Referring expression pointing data
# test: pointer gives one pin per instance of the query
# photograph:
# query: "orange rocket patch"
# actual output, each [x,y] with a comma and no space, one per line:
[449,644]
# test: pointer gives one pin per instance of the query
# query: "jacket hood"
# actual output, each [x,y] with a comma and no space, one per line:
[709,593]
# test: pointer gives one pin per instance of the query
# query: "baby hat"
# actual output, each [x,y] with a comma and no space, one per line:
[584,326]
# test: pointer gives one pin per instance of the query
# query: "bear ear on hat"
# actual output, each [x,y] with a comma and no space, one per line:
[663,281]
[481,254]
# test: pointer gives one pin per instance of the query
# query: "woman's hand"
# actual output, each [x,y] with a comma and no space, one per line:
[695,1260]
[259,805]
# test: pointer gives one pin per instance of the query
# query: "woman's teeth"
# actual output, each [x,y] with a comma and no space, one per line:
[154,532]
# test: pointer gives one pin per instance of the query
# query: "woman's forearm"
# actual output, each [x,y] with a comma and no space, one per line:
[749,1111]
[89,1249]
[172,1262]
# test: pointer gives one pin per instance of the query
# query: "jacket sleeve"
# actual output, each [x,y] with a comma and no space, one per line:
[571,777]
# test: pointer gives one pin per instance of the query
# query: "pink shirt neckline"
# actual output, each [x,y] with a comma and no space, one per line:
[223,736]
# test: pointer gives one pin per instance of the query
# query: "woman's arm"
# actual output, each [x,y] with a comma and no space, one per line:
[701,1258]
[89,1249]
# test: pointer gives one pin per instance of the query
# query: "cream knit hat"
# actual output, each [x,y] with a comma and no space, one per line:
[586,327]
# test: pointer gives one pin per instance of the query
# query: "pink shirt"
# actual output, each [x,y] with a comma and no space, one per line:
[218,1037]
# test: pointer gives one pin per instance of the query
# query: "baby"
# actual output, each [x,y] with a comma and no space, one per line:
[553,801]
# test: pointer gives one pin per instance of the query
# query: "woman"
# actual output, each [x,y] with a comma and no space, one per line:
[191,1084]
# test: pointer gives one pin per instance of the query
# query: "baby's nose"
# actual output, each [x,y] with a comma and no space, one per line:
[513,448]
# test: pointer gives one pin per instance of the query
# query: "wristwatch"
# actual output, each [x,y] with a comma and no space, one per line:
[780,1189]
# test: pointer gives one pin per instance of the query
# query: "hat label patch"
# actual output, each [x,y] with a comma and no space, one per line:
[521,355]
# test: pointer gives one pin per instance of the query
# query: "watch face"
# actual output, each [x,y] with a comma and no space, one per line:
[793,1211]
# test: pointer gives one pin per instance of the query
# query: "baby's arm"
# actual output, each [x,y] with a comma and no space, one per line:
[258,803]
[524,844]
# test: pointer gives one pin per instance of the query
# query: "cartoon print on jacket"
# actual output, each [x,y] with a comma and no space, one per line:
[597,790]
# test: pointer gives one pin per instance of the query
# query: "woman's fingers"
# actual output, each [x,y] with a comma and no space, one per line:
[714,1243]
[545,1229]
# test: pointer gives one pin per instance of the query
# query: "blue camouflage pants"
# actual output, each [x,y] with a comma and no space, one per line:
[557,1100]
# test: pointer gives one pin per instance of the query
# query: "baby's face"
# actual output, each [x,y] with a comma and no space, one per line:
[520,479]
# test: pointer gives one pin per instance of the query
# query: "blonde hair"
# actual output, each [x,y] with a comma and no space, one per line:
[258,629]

Exercise aim >>
Scan the lines above for the word "patch", then copy each line that has it.

Written response >>
# query: "orange rocket patch"
# query: "hat label patch"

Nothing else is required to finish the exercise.